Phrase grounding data
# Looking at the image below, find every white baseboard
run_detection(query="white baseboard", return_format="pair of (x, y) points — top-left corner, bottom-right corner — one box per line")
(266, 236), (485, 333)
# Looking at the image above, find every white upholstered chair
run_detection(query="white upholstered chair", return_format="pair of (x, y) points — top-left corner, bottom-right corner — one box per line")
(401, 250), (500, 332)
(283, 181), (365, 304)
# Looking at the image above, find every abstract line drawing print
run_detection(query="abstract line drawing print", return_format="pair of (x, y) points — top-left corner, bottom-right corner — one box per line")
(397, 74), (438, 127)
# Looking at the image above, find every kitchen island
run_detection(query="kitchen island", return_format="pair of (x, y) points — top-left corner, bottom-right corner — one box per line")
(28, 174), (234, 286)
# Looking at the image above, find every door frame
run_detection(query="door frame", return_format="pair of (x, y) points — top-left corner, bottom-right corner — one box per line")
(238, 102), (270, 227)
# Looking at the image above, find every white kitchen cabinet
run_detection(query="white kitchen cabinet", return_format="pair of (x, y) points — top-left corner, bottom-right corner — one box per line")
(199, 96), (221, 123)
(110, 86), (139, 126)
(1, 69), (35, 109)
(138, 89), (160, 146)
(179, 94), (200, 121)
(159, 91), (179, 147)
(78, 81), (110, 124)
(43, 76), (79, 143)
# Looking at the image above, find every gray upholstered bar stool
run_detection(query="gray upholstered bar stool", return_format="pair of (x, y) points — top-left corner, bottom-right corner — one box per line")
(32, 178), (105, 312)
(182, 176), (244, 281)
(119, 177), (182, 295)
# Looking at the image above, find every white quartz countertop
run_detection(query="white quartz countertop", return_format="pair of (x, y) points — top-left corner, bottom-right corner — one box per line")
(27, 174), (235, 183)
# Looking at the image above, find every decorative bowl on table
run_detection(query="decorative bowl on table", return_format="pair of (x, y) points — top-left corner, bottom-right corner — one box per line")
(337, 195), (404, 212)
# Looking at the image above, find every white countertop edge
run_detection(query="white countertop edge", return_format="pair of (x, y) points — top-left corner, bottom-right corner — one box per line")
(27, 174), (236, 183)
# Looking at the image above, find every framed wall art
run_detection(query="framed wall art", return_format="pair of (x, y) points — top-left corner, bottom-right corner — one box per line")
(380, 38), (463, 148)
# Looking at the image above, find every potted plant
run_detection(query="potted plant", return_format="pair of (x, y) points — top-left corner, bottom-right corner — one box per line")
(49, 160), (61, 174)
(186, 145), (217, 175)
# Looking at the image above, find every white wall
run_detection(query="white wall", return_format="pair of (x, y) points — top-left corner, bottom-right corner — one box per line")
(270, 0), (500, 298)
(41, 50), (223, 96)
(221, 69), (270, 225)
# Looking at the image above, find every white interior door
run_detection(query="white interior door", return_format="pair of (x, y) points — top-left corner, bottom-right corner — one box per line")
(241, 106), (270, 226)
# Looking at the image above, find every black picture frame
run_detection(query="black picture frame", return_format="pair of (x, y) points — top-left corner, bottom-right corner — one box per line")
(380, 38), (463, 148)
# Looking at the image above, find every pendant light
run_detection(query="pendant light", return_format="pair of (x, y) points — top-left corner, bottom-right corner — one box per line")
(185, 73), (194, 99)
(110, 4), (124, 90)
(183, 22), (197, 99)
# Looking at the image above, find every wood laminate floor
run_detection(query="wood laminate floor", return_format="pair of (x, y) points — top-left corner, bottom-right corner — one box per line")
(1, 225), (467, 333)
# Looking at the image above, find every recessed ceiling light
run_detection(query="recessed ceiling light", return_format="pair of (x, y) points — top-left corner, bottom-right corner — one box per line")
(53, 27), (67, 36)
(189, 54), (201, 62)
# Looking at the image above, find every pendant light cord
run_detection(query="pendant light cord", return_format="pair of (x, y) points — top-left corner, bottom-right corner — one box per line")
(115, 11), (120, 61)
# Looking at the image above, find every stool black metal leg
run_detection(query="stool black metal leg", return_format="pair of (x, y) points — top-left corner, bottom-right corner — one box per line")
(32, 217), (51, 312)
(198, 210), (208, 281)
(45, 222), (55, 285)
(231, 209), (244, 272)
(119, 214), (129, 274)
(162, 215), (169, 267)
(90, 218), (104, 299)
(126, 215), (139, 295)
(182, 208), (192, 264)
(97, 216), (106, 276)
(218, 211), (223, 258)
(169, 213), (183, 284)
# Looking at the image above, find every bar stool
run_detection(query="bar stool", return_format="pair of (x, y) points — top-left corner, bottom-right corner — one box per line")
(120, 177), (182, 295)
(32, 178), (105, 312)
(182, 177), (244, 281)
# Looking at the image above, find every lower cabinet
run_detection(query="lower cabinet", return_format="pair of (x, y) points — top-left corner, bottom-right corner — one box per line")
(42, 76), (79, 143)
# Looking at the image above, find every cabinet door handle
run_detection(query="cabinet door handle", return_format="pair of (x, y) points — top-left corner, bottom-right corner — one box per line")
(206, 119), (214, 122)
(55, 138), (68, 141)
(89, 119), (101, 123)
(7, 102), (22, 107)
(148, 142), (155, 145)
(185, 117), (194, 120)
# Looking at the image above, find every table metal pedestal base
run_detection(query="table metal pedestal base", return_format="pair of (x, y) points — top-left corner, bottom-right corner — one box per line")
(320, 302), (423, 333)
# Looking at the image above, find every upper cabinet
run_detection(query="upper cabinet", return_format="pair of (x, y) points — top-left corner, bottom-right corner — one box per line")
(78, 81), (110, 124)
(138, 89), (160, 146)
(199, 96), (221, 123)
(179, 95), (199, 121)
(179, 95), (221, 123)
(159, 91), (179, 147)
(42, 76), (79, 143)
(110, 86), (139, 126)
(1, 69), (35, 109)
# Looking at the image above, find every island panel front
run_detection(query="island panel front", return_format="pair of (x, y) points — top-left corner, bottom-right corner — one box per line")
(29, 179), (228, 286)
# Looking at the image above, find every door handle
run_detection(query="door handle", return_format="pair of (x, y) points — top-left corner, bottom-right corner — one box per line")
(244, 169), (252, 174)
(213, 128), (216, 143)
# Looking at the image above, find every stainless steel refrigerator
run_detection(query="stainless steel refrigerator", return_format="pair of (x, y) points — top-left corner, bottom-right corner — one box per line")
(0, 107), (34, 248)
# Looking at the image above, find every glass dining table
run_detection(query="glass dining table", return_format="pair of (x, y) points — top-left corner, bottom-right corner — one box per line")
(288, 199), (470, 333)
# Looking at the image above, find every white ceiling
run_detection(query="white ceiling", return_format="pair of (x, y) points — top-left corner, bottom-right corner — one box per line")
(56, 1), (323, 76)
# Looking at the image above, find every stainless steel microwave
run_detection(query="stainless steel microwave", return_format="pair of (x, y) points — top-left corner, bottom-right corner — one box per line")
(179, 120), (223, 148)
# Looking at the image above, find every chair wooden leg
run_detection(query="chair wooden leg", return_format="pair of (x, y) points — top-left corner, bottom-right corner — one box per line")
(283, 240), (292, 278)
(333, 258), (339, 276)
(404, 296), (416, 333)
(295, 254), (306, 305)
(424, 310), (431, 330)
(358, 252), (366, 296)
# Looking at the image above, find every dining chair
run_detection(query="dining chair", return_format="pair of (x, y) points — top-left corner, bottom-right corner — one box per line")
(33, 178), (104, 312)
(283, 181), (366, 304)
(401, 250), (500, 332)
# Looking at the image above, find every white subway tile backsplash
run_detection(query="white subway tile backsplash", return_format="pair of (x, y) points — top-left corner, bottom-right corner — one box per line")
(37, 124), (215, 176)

EXERCISE INSTRUCTIONS:
Would you repeat each of the records above exactly?

FINISHED EXERCISE:
# Looking at the image below, find every white baseboard
run_detection(query="white baseboard", return_format="pair of (x, y) points — top-left corner, bottom-right corner — one box per line")
(266, 236), (485, 333)
# Looking at the image above, find every white upholstered chair
run_detection(query="white upholstered chair", return_format="pair of (x, y) points — top-left corner, bottom-right corner — one box per line")
(401, 250), (500, 332)
(283, 181), (365, 304)
# Looking at the image above, find every abstract line drawing print
run_detection(query="abstract line drawing print", return_format="pair of (x, y) points — top-left corner, bottom-right corner — one box per line")
(397, 74), (438, 127)
# Looking at the image above, find every kitchen island
run_detection(query="kitchen island", return_format="pair of (x, y) points — top-left corner, bottom-right corner — one box per line")
(28, 174), (234, 286)
# Looking at the image above, find every door frame
run_detection(query="door frame", return_format="pair of (x, y) points — top-left corner, bottom-right corner — one box per line")
(238, 102), (270, 227)
# Looking at the image above, find every white kitchen cabinet
run_detection(query="white kitchen cabinet", return_format="pair of (x, y) points — top-left corner, bottom-right corner — one box per line")
(199, 96), (221, 123)
(110, 86), (139, 126)
(1, 69), (35, 109)
(138, 89), (160, 146)
(179, 94), (200, 121)
(159, 91), (179, 147)
(78, 81), (110, 124)
(43, 76), (79, 143)
# Looking at the image above, find every gray upholstered bar stool
run_detection(query="gray upholstered bar stool", return_format="pair of (x, y) points — top-left corner, bottom-right corner — one box per line")
(32, 178), (105, 312)
(182, 176), (244, 281)
(119, 177), (182, 295)
# Looking at the image above, find every white quartz countertop
run_detection(query="white quartz countertop", return_format="pair of (x, y) points — top-left corner, bottom-right corner — one box per line")
(27, 174), (235, 183)
# Looking at the image above, find every decorative bowl on table
run_detection(query="decorative bowl on table", return_format="pair of (x, y) points — top-left corner, bottom-right corner — one box per line")
(337, 195), (404, 212)
# Looking at the image above, find every white countertop edge
run_detection(query="white countertop edge", return_format="pair of (x, y) points — top-left corner, bottom-right corner — one box per line")
(27, 174), (236, 183)
# Looking at the image above, find every framed wall art
run_detection(query="framed wall art", return_format="pair of (x, y) points — top-left corner, bottom-right corner — one box per line")
(380, 38), (463, 148)
# Looking at the image above, find every potted plant
run_detection(query="potted plant", return_format="pair of (x, y) points — top-left corner, bottom-right corner — one box per line")
(49, 160), (61, 174)
(186, 145), (217, 175)
# Looking at the image above, find every white wall
run_detection(query="white wall", return_format="pair of (x, y) points — top-left corner, bottom-right corner — one box per line")
(270, 0), (500, 298)
(41, 50), (223, 96)
(221, 69), (270, 225)
# Looking at the image above, find every white interior door
run_detection(query="white interior door", return_format="pair of (x, y) points — top-left corner, bottom-right corner — one box per line")
(241, 106), (270, 226)
# Looking at the image above, find every black picture frame
run_detection(query="black picture frame", return_format="pair of (x, y) points — top-left corner, bottom-right corner — one box per line")
(380, 38), (463, 148)
# Looking at the image above, find every pendant light
run_detection(query="pendant light", return_format="pair of (x, y) points — top-left corner, bottom-right corner — one box per line")
(185, 73), (194, 99)
(110, 4), (124, 90)
(183, 22), (197, 99)
# Looking at the image above, find every wood laminate floor
run_detection(query="wood laminate floor", return_format="pair of (x, y) points — top-left corner, bottom-right corner — one box per line")
(1, 225), (467, 333)
# Looking at the image above, find every recessed ceiling light
run_detection(query="recessed ceiling light", return_format="pair of (x, y) points — top-left corner, bottom-right corner — one box per line")
(53, 27), (67, 36)
(189, 54), (201, 62)
# Looking at the image above, find every pendant light cord
run_detection(query="pendant light cord", return_format="pair of (x, y) points — top-left corner, bottom-right corner — one box per line")
(115, 11), (120, 61)
# Looking at the image above, find every stool black metal leg
run_detection(query="stool black metal leg", return_format="pair of (x, y) points — top-left corner, bottom-right corner — one box per line")
(32, 217), (51, 312)
(198, 210), (208, 281)
(45, 222), (55, 285)
(231, 209), (244, 272)
(119, 214), (129, 274)
(162, 215), (169, 267)
(90, 218), (104, 299)
(126, 215), (139, 295)
(182, 208), (192, 264)
(97, 216), (106, 276)
(218, 211), (223, 258)
(169, 213), (183, 284)
# Looking at the image above, find every bar stool
run_detection(query="bar stool", return_format="pair of (x, y) points — top-left corner, bottom-right corner — one box per line")
(120, 177), (182, 295)
(32, 178), (105, 312)
(182, 177), (244, 281)
# Looking at the image above, find every lower cabinet
run_detection(query="lower cabinet", return_format="pair of (x, y) points — top-left corner, bottom-right corner — one box per line")
(42, 76), (79, 143)
# Looking at the image above, find every cabinet door handle
run_detection(query="cabinet door handle", return_format="pair of (x, y) points — top-left corner, bottom-right corner — one box per line")
(206, 119), (214, 122)
(55, 138), (68, 141)
(89, 119), (101, 123)
(7, 102), (22, 107)
(148, 142), (155, 145)
(185, 117), (194, 120)
# Looking at the image above, find every table metal pedestal base
run_detection(query="table metal pedestal base", return_format="pair of (x, y) points — top-left corner, bottom-right corner — one box per line")
(320, 302), (423, 333)
# Looking at the image above, find every upper cabinet
run_detection(query="upper cabinet", return_format="pair of (x, y) points — top-left corner, bottom-right corner — one box per line")
(78, 81), (110, 124)
(138, 89), (160, 146)
(199, 96), (221, 123)
(179, 95), (199, 121)
(179, 95), (221, 123)
(159, 91), (179, 147)
(42, 76), (79, 143)
(110, 86), (139, 126)
(1, 69), (35, 109)
# Looking at the image above, find every island panel front
run_detection(query="island panel front", return_format="pair of (x, y) points — top-left corner, bottom-right corner — one box per line")
(29, 179), (228, 286)
# Looking at the image above, find every door handle
run_detection(query="door handle", return_format="pair of (x, y) points — top-left corner, bottom-right corner — one box per line")
(244, 169), (252, 174)
(213, 128), (216, 143)
# Looking at the image above, find every stainless steel refrigerator
run_detection(query="stainless steel refrigerator", return_format="pair of (x, y) points — top-left corner, bottom-right corner — one box per line")
(0, 107), (34, 248)
# Looking at the image above, find every glass dining table
run_detection(query="glass dining table", return_format="pair of (x, y) points — top-left corner, bottom-right corner — one box per line")
(288, 199), (470, 333)
# Looking at the image above, find every white ceiling
run_detection(query="white ceiling", return_format="pair of (x, y) points — top-left corner, bottom-right corner — one box per line")
(56, 1), (323, 76)
# Looking at the image above, find every stainless steel microwave
run_detection(query="stainless steel microwave", return_format="pair of (x, y) points — top-left corner, bottom-right corner — one box per line")
(179, 120), (223, 148)
# Looking at the image above, find every chair wooden leg
run_detection(query="chair wooden leg", return_format="pair of (x, y) points — top-left corner, bottom-right corner — one box per line")
(283, 240), (292, 278)
(333, 258), (339, 276)
(404, 296), (416, 333)
(295, 254), (306, 305)
(424, 310), (431, 330)
(358, 252), (366, 296)
# Looking at the image above, find every dining chair
run_detection(query="dining chair", return_format="pair of (x, y) points — top-left corner, bottom-right corner — one box per line")
(33, 178), (104, 312)
(283, 181), (366, 304)
(401, 250), (500, 332)
# Looking at the image above, find every white subway tile backsplash
run_detection(query="white subway tile backsplash", return_format="pair of (x, y) points — top-left corner, bottom-right corner — one box per line")
(37, 124), (215, 176)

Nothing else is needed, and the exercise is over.